> **DESCRIPTION OF THE TASK**
Reproduce the listing below word for word, leaving out the pictures.

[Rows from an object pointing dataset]
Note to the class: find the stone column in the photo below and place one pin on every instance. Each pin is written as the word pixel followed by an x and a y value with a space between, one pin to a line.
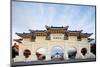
pixel 48 54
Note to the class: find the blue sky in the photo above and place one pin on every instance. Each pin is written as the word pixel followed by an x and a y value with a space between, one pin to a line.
pixel 27 15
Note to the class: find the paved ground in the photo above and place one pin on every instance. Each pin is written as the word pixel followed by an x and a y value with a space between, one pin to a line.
pixel 51 62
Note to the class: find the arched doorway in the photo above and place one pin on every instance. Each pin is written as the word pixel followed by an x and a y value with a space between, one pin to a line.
pixel 83 51
pixel 72 53
pixel 27 53
pixel 41 54
pixel 57 53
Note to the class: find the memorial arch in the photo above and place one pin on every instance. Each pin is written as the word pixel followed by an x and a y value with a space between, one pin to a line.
pixel 54 43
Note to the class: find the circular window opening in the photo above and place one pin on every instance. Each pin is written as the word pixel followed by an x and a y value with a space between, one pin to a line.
pixel 84 51
pixel 27 53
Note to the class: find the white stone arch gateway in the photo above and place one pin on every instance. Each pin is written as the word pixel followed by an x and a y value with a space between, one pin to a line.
pixel 57 53
pixel 41 42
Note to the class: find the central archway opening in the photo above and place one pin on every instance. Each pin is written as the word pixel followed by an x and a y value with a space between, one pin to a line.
pixel 72 53
pixel 57 53
pixel 41 54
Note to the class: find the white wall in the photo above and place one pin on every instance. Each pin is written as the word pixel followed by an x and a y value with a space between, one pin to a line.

> **WORKED SOLUTION**
Note to the class: find the stone column in the photo below and place one pin on every instance. Each pin is written as the word pixel followed by an x and a y value with a space between, one pin to a line.
pixel 48 54
Note to the class: find the blue sky in the photo above and place one pin on every instance. Each pin is written as the word pixel followed by an x and a y value with a space between, one pin to a line.
pixel 27 15
Note to the class: find the paved ground in the photo above and place one pin on every instance. Each pin is written as the word pixel followed by an x and a y value with a space between, one pin to a line.
pixel 51 62
Note to the class: find the arched doorway in the photo above and place one pin on every instance. Each pin is written as the word pixel followed by an x and a y value with a space between, one pin to a line.
pixel 83 51
pixel 72 53
pixel 27 53
pixel 41 54
pixel 57 53
Note to the class: find the memorial arch in the photo above and place one pin on every instance. Each pin is written as the word pixel followed by an x and a y value with a space between, one pin to a line.
pixel 54 43
Note to the class: find the circular window opening in the photo above and place one pin on every instance. Each pin is written as the word pixel followed by an x and a y value with a space between, one pin to a line.
pixel 84 51
pixel 27 53
Note to the class: find the white stone arch gateway in the photo above and place one pin on every instance. Each pin is written as the word pixel followed by an x and a y value with a space between, one pin to a line.
pixel 57 53
pixel 41 42
Note to the class: find the central archway opening in the photo above and place one pin on every instance. Each pin is written as the word pixel followed by an x and a y value with a space between, one pin to a line.
pixel 72 53
pixel 57 53
pixel 41 54
Note to the class: find the white wall in the photo above and place one pin on every instance. Each pin is written as the word pixel followed by an x and a y value with a space between, one pin to a line.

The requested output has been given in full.